(Supplied material Opens)

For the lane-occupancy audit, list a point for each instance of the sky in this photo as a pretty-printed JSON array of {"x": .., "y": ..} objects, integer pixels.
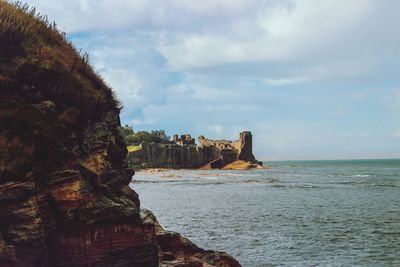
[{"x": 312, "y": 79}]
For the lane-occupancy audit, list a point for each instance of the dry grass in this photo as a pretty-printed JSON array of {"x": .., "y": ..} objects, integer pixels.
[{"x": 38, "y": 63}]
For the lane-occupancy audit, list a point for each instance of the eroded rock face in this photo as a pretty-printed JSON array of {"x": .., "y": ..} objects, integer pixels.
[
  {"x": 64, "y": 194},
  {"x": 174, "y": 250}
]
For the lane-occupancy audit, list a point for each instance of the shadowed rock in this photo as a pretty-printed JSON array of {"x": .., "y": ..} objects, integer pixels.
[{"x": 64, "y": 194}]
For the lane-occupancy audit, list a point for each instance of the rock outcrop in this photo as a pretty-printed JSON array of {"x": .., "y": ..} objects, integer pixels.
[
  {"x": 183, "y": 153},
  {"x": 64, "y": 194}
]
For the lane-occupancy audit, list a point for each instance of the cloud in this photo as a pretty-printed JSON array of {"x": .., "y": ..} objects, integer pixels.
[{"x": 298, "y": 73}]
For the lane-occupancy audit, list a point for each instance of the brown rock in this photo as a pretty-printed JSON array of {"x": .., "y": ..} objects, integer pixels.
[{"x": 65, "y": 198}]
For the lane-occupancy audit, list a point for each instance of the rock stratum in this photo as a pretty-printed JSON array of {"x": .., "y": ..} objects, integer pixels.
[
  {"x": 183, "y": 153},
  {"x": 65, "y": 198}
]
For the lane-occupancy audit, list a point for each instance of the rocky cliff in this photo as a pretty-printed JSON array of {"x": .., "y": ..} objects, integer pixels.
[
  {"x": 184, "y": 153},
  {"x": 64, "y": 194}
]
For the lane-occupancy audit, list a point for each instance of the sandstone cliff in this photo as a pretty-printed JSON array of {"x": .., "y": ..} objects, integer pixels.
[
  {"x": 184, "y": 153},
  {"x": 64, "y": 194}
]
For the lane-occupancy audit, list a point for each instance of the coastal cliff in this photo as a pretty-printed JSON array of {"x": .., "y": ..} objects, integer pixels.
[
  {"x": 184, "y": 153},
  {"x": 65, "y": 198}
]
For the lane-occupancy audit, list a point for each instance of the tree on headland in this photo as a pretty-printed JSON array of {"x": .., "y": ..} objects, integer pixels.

(Supplied material Closes)

All lines from the line holding "of the eroded" through the end of the records above need to be transcribed exactly, and no other text should appear.

#### [Solution to this problem]
For the lane-occupancy audit, list a point for each instance of the eroded rock face in this photo as a pretty-printed JSON array of {"x": .., "y": ..} objects, integer pixels.
[
  {"x": 64, "y": 194},
  {"x": 174, "y": 250}
]
For the lane-occupancy audit, list a point for each instance of the shadowed rock in this photo as a pretty-printed JSON array of {"x": .., "y": ..} objects, integer pixels.
[{"x": 64, "y": 194}]
For the lane-occupancy audit, list a point for each instance of the rock outcrop in this photo as a pretty-printed JSON array of {"x": .., "y": ..} objects, integer pixels.
[
  {"x": 183, "y": 153},
  {"x": 64, "y": 194}
]
For the lane-occupancy audit, list a point for each instance of the cloud in this photo as a pretty-printed JSON array of {"x": .., "y": ..} objects, integer pixels.
[{"x": 298, "y": 73}]
For the lane-occupancy audit, list a point for each instance of the brown rock in this photo as a pretty-printed JSON array of {"x": .., "y": ..} objects, integer pixels.
[{"x": 65, "y": 198}]
For the lane-occupancy audit, list a point for each instance of the rock stratum in this photo as a pretty-printed JSON array of {"x": .., "y": ..} objects, integer pixels.
[
  {"x": 183, "y": 153},
  {"x": 65, "y": 198}
]
For the lane-occupancy audit, list a point for each instance of the rocky cliff in this photo as a pretty-printed JSON array of {"x": .., "y": ..} objects, integer pixels.
[
  {"x": 184, "y": 153},
  {"x": 64, "y": 194}
]
For the lane-occupancy audit, list a point for each instance of the sandstone cliff in this photo as a pretty-printed JSON array of {"x": .., "y": ..} objects, integer pixels.
[
  {"x": 184, "y": 153},
  {"x": 64, "y": 194}
]
For the lane-occupancy audit, list a point for each instance of the coastal cliff in this photo as a pretty-printed JSON array of {"x": .., "y": ..} objects, integer pixels.
[
  {"x": 184, "y": 153},
  {"x": 65, "y": 198}
]
For the lane-occupancy audit, list a point for each instance of the tree on headland in this photo as a pretty-printed JSON array of {"x": .., "y": ..} objects, integer pixels.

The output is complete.